──────── Provided data ────────
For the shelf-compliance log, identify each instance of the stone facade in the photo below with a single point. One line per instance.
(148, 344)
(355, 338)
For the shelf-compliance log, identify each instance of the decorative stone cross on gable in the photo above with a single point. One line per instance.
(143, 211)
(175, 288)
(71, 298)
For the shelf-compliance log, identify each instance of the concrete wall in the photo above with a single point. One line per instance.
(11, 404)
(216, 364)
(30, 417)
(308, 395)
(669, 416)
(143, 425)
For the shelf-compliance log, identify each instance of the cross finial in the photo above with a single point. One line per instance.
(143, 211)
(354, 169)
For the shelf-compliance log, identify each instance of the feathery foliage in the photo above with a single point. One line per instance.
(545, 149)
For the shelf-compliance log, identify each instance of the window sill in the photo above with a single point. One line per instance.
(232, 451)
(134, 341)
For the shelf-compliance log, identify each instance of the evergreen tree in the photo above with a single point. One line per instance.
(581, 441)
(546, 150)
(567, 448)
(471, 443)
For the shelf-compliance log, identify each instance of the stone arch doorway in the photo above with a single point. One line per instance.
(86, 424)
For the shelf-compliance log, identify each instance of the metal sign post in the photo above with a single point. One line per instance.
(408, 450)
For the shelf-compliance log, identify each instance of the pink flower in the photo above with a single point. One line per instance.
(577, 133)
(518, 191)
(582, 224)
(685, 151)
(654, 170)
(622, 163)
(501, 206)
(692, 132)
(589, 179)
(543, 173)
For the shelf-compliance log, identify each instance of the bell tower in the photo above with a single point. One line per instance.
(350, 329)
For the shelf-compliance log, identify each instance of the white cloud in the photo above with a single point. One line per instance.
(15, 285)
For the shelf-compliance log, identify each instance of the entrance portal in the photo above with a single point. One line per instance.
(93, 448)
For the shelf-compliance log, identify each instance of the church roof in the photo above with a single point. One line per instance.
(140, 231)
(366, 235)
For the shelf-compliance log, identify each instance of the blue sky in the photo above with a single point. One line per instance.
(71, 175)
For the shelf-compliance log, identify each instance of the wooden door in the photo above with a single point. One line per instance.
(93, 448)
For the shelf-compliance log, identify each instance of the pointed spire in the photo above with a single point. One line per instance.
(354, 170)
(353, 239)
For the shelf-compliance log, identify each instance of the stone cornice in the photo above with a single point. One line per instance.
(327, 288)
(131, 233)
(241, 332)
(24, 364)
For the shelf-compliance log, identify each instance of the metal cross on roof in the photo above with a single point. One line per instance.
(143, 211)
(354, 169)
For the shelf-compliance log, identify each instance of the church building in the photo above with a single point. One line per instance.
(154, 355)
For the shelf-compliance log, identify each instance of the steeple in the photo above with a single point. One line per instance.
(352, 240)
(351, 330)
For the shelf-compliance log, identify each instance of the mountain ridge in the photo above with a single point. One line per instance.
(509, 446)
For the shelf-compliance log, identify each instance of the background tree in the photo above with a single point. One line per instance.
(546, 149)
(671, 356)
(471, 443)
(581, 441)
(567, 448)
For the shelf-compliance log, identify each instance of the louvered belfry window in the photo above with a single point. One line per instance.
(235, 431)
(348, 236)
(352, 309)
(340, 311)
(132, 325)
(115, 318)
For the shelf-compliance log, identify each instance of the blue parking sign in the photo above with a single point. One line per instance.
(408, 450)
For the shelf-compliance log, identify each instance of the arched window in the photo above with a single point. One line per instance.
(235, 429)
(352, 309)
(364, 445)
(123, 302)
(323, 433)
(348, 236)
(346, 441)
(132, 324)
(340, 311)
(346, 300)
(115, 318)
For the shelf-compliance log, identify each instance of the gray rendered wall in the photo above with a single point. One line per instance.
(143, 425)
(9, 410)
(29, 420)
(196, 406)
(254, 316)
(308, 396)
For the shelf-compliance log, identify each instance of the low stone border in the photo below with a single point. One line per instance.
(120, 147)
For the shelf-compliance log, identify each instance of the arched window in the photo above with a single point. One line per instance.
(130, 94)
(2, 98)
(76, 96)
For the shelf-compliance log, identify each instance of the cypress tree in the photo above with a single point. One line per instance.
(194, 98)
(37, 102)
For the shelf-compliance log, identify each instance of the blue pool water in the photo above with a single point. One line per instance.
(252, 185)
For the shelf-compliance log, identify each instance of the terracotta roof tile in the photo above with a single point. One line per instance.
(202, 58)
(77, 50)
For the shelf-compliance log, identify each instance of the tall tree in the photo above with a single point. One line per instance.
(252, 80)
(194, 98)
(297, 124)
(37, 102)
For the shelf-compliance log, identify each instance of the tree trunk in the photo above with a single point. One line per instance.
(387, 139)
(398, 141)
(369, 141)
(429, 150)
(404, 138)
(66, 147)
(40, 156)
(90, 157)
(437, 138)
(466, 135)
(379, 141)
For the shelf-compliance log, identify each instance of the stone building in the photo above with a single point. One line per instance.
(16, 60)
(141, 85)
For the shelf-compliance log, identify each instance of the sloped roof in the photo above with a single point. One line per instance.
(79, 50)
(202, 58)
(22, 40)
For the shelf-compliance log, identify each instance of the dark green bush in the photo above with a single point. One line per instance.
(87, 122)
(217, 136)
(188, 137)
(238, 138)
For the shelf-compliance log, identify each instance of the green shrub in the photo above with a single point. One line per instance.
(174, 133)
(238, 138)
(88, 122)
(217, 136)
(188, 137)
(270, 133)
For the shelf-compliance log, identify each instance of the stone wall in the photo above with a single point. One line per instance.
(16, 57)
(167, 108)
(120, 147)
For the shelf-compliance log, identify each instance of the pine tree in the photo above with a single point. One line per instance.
────────
What to produce:
Reproduce every entry above, substituting "site inspection record" for "shelf-compliance log" and leaving all other text unchanged.

Solution:
For the site inspection record, identify each instance of the stone facade in the photo below with a single point. One line per instance.
(148, 344)
(355, 338)
For the site inspection record, identify each instance of the decorative stone cross on gable in the photo above with a single point. One line per instance.
(143, 211)
(175, 288)
(71, 298)
For the site inspection record, identify each instance of the concrete wall in the photo above with a single point. One line per instance.
(11, 404)
(216, 364)
(30, 417)
(308, 395)
(669, 416)
(143, 425)
For the site inspection record, identify each instance of the cross finial in the photo above with a single point. One line per instance.
(143, 211)
(354, 169)
For the site inspection record, identify each instance of the feathery foliage in the photo above with a single point. One line per instance.
(545, 149)
For the site inspection record, identify each instance of the window sill in the photo above with a single point. One line per instance.
(232, 451)
(134, 341)
For the site inspection record, identify each instance of the evergreen tree in the photo above with a single point. One line per instance.
(581, 441)
(546, 150)
(567, 448)
(471, 443)
For the site inspection record, identify each instance of the stone arch doorway in the photo above with a single point. One line per instance.
(86, 424)
For the site inspection record, identify each instance of the metal sign post in the photo above with a single point. One line per instance.
(408, 450)
For the site inspection record, identify each instance of the pink flower in the photo above with a single point. One line per instance.
(577, 133)
(518, 191)
(582, 224)
(685, 151)
(654, 170)
(622, 163)
(501, 206)
(692, 132)
(589, 179)
(543, 173)
For the site inspection record, identify each instance of the bell tower in the photo above with a single point. One line per instance.
(350, 329)
For the site inspection record, identify each instance of the white cloud in the photo above with a single point. One line per instance.
(15, 285)
For the site inspection record, identify each instance of the entrance portal in the photo above with a single point. One line per instance.
(93, 448)
For the site inspection record, identify each instance of the church roof in the photo above with a single point. One line per instance.
(140, 231)
(366, 235)
For the site inspection record, identify each instance of the blue sky in the photo above with a single point. One line per instance.
(71, 175)
For the site inspection record, identify each instance of the wooden door in the photo above with a single point. One line per instance.
(93, 448)
For the site inspection record, identify each instance of the pointed spire in the photo above with a single point. One line per instance.
(354, 170)
(353, 239)
For the site inspection record, identify each instance of the stone cornice in the photo above with a single point. One line per instance.
(327, 288)
(131, 233)
(241, 332)
(24, 364)
For the site inspection record, identify each instance of the metal cross on roof in the photo above with a single point. One line per instance.
(143, 211)
(354, 169)
For the site inspection record, identify each instance of the church building in the photo above with a single point. One line per instance.
(154, 355)
For the site inspection record, identify each instance of the steeple in the photo above with a single point. One line per instance.
(352, 240)
(351, 330)
For the site inspection record, identify each instance of the mountain ridge in the photo above with a single point. One line per instance.
(509, 446)
For the site inspection record, identify each instance of the background tree in the photo above with a single point. One line per instance.
(546, 149)
(671, 356)
(471, 443)
(581, 441)
(567, 448)
For the site inspection record, identify each instance of the louvered belfry window in the photo above with a single point. One line per instance.
(235, 431)
(348, 236)
(352, 309)
(340, 311)
(132, 325)
(115, 318)
For the site inspection record, identify each instance of the blue parking sign in the photo above with a single point. One line per instance.
(408, 450)
For the site inspection record, identify each instance of the arched window in the photo above with a single point. One line per instance.
(235, 429)
(352, 309)
(364, 445)
(123, 302)
(323, 433)
(348, 236)
(346, 441)
(132, 324)
(340, 311)
(346, 300)
(115, 318)
For the site inspection record, identify each instance of the gray rendered wall in the photo above with a single point. One line per instance.
(143, 425)
(9, 410)
(29, 420)
(196, 406)
(254, 316)
(308, 396)
For the site inspection record, identify each instance of the low stone border in the photo below with a single point. One line per instance.
(120, 147)
For the site inspection record, identify each instance of the arched window in the photo above with a single point. One line per instance.
(130, 94)
(2, 98)
(76, 96)
For the site inspection record, identify each instance of the cypress tree in the photo above with a single point. One line per instance.
(194, 98)
(37, 102)
For the site inspection record, identify each instance of the blue pool water in the photo above with a single point. One line per instance.
(252, 185)
For the site inspection record, identify each instance of the terracotta roof tile in the photo above with a single point. One line per instance.
(202, 58)
(77, 50)
For the site inspection record, identify each instance of the tall tree in the photo above with a single point. One line per instance.
(252, 80)
(194, 98)
(297, 124)
(37, 102)
For the site inspection record, identify each instance of the tree trunk in the photo above with a single point. One line per instance.
(387, 139)
(398, 141)
(369, 141)
(429, 150)
(404, 138)
(66, 147)
(40, 156)
(90, 157)
(437, 138)
(466, 135)
(379, 141)
For the site inspection record, identify each instance of the stone building in the photo above with a single point. One line per instance.
(16, 60)
(141, 85)
For the site inspection record, identify each instance of the sloped roof in the photo above with a single point. One line per instance.
(79, 50)
(202, 58)
(22, 40)
For the site inspection record, identify each instance of the dark green bush in the photo above with a single point. One line per instance.
(87, 122)
(217, 136)
(188, 137)
(238, 138)
For the site inspection record, identify each instance of the green shrub in the photo above with a single point. One line per instance.
(174, 133)
(238, 138)
(88, 122)
(217, 136)
(188, 137)
(270, 133)
For the site inspection record, identify each instance of the stone wall in the photo above with a single point. One line per instance.
(16, 57)
(167, 108)
(120, 147)
For the site inspection record, identify each instance of the pine tree in the photo above with a single point. One line per instance.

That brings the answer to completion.